RECORDS FOR THIS EXERCISE —

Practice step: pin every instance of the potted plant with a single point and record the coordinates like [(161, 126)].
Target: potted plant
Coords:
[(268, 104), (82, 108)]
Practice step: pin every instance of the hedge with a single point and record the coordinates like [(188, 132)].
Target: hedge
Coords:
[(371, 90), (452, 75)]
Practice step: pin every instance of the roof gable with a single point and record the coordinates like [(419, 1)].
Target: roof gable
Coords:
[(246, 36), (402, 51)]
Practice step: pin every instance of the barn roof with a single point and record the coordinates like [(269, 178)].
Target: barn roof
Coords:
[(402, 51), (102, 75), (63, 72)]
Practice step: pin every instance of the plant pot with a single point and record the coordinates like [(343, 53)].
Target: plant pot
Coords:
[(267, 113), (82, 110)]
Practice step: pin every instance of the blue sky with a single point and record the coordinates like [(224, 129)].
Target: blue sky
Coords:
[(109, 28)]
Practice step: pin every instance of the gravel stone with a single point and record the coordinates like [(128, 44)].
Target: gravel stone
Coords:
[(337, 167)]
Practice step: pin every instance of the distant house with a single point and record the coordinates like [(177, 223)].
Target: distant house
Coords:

ACTION ITEM —
Line by line, repeat the data exactly.

SOLUTION TO THIS TASK —
Practice step: pin every instance of the potted plant with a single point and record the coordinates like [(161, 126)].
Target: potted plant
Coords:
[(268, 104), (82, 108)]
Practice step: pin every instance of the hedge with a single point and record the coordinates like [(188, 132)].
Target: hedge
Coords:
[(371, 90), (452, 75)]
Practice step: pin every instance of the roof gable with a single point and record the coordinates like [(419, 1)].
Target: roof gable
Coords:
[(246, 36), (402, 51)]
Practice step: pin every instance of the barn roof with a single point and record the coordinates like [(269, 178)].
Target: barn roof
Coords:
[(402, 51), (102, 75), (63, 72)]
Practice step: pin every instance of the plant pot with a single point and record the coordinates like [(343, 53)].
Target: plant pot
Coords:
[(267, 113), (82, 110)]
Practice step: pin every instance of the blue sky with a single point and record the coordinates like [(224, 129)].
Target: blue sky
Coords:
[(109, 28)]
Practice step: pin every instance of the gravel stone with a single point and record the coordinates like [(128, 44)].
Target: gravel stone
Coords:
[(337, 167)]
Practice step: pin every instance of the distant house with a single point and record the coordinates like [(177, 223)].
Target: distant house
Coords:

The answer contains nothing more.